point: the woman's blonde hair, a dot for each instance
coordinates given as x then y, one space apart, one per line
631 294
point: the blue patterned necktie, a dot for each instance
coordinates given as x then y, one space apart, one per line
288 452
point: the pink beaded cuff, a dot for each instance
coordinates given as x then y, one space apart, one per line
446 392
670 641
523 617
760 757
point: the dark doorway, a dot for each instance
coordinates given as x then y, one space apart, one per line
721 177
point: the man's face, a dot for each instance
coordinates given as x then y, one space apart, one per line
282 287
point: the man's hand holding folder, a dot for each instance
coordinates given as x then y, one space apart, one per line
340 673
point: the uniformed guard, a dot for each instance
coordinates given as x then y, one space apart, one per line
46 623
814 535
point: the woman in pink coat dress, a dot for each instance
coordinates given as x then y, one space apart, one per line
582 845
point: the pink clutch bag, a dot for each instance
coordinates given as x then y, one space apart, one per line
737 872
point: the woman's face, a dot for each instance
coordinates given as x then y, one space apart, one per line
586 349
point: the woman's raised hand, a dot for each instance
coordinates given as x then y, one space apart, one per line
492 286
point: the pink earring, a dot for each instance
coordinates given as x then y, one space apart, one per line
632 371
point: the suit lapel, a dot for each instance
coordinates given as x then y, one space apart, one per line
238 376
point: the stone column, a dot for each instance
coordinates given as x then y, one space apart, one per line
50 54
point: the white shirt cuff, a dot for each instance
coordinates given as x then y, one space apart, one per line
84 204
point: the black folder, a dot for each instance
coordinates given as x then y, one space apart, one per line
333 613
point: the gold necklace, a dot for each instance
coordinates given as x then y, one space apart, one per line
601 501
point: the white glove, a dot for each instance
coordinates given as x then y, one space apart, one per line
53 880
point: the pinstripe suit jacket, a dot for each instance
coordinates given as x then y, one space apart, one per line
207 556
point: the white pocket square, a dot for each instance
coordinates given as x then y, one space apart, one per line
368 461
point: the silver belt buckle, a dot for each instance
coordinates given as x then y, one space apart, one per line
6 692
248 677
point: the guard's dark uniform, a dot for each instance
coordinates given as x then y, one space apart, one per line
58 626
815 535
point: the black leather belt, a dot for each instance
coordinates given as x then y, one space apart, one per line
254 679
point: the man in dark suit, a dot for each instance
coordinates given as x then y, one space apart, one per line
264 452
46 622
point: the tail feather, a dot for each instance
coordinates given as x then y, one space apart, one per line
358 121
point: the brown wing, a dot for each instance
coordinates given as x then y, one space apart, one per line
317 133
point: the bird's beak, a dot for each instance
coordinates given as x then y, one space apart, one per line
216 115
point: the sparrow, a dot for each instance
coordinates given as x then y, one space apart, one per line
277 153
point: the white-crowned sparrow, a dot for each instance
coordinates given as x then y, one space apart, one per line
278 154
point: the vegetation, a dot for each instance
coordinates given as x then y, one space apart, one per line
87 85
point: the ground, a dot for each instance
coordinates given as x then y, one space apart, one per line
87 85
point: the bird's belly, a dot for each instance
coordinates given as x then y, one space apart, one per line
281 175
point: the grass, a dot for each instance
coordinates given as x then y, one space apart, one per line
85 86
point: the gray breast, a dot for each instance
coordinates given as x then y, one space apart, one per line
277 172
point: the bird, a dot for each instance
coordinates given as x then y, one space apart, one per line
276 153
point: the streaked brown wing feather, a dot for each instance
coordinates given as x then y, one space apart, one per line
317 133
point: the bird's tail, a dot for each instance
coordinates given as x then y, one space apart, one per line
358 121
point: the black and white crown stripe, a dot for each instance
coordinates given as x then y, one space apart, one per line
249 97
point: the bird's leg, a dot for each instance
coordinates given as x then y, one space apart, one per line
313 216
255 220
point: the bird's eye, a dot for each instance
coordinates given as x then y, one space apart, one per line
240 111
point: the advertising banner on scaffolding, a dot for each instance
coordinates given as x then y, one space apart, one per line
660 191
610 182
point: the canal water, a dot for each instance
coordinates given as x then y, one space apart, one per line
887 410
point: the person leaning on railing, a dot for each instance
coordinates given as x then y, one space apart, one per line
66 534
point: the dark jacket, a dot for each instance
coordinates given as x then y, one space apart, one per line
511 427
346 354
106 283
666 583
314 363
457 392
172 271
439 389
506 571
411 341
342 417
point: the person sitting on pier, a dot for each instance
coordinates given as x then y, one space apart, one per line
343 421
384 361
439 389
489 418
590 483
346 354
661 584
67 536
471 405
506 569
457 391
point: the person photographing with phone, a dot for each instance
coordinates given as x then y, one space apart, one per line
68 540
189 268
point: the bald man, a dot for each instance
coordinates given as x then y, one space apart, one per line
=-=-=-=-=
* Activity
Out of the data above, give again only the lines starting at the one holding "point: the bird's beak, a" and ending at the one holding "point: the advertising", unchanged.

* Written solution
point: the bird's beak, a dot for each instance
coordinates given as x then y, one space apart, one per line
216 115
point: the sparrow, a dot for each instance
coordinates given as x then y, one space apart, one per line
277 153
point: the white-crowned sparrow, a dot for each instance
coordinates given as x then y, one space apart, one per line
278 154
point: the vegetation, a dot for each instance
coordinates given as x then y, one space apart, one per line
87 85
point: the ground, a dot for each instance
coordinates given as x then y, one space apart, one per line
87 85
point: the bird's belly, a dot for each instance
coordinates given as x then y, one space apart, one per line
281 175
point: the grass, a dot for each instance
coordinates given as x then y, one space apart, one per line
85 86
point: the gray breast, a dot for each instance
coordinates given as x then y, one space apart, one per line
277 172
point: the bird, a dot for each instance
coordinates given as x then y, one space apart, one per line
276 153
point: the streaked brown wing feather, a dot for each instance
coordinates given as x then y, one space apart, one per line
317 133
point: the bird's tail, a dot for each instance
coordinates given as x then y, one space apart, one per line
358 121
point: the black and white crown stripe, a dot for each instance
coordinates given as x then y, one space apart, one per line
249 97
point: the bird's leg, a dot for each instance
coordinates given as x then y, one space apart, one per line
313 216
255 220
point: the bird's eye, a dot for each instance
coordinates given as x then y, one space apart, one per line
240 111
point: the advertising banner on scaffolding, a dot for each instance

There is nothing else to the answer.